Gerade einmal 30 Prozent beträgt in Österreich der Anteil von Frauen in der Wissenschaft. Und um so höher die Karrierestufe, umso niedriger die Frauenquote. Wie wichtig es ist, diese zu erhöhen, betonte daher Sabine Haag, Präsidentin der Österreichischen UNESCO-Kommission, bei der Verleihung der „For Women in Science“-Stipendien" an der Österreichischen Akademie der Wissenschaften (ÖAW): „So wie Wissenschaft derzeit aufgestellt ist, verzichten wir auf wichtiges Forschungspotential“. Auch Kenneth Campbell, General Manager von L’ORÉAL Österreich Deutschland Schweiz erklärte: „Wir brauchen die Wissenschaft zur Lösung der Herausforderungen unserer komplexen Welt. Diversität ist dafür wichtig und die weibliche Perspektive darf nicht fehlen.“

Wichtige Förderungen

Deshalb sei es nicht nur wichtig, mehr Mädchen und Frauen für die Wissenschaft zu interessieren, sondern vor allem auch, diese in der Wissenschaft zu halten. Für Ulrike Diebold, Vizepräsidentin der ÖAW, sind die möglichen Knackpunkte in der Forscherinnenkarriere etwa das Ende des Doktorats oder die Karenz. Wichtig sei hier unter anderem finanzielle Unterstützung, welche es jungen Wissenschaftlerinnen ermögliche, ihre Karriere weiterzuverfolgen.

■ **Aufgabenstellung**: Entnimm bitte dem Text über Frauen in der Wissenschaft einen Abschnitt wortgetreu. Setze bei den Worten „Deshalb sei es“ an und höre nach „ihre Karriere weiterzuverfolgen.“ auf.

■ **Verfügbare Daten**:
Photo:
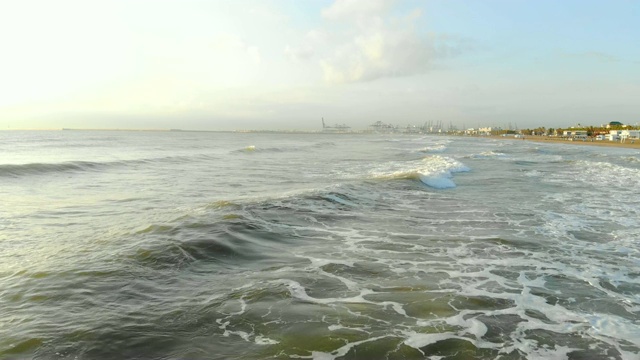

■ **Ergebnis der Aufgabe**:
Deshalb sei es nicht nur wichtig, mehr Mädchen und Frauen für die Wissenschaft zu interessieren, sondern vor allem auch, diese in der Wissenschaft zu halten. Für Ulrike Diebold, Vizepräsidentin der ÖAW, sind die möglichen Knackpunkte in der Forscherinnenkarriere etwa das Ende des Doktorats oder die Karenz. Wichtig sei hier unter anderem finanzielle Unterstützung, welche es jungen Wissenschaftlerinnen ermögliche, ihre Karriere weiterzuverfolgen.